*** Opening SOURCE DATA ***
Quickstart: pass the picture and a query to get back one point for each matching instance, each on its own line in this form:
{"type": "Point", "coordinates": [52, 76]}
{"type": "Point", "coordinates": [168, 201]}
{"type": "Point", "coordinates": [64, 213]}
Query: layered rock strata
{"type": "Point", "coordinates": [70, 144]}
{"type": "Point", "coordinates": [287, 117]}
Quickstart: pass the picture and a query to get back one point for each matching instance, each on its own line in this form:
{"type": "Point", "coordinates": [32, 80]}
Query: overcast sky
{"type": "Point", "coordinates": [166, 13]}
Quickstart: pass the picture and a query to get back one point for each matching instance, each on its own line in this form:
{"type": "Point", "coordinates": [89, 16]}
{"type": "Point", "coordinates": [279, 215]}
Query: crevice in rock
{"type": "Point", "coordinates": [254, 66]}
*** Closing SOURCE DATA ***
Reproduce each record exactly as written above.

▶ FINISHED EXERCISE:
Quickstart: pass the picture and a query to get back one point for each matching instance, each on its own line in this form:
{"type": "Point", "coordinates": [52, 76]}
{"type": "Point", "coordinates": [168, 201]}
{"type": "Point", "coordinates": [64, 213]}
Query: layered rock strata
{"type": "Point", "coordinates": [70, 144]}
{"type": "Point", "coordinates": [287, 117]}
Quickstart: pass the picture and a query to get back one point for each matching instance, each on its own line in this form:
{"type": "Point", "coordinates": [32, 80]}
Query: overcast sky
{"type": "Point", "coordinates": [166, 13]}
Quickstart: pass the picture and a query to get back one point for each matching instance, each on its own line in this form:
{"type": "Point", "coordinates": [89, 16]}
{"type": "Point", "coordinates": [279, 215]}
Query: crevice in rock
{"type": "Point", "coordinates": [254, 66]}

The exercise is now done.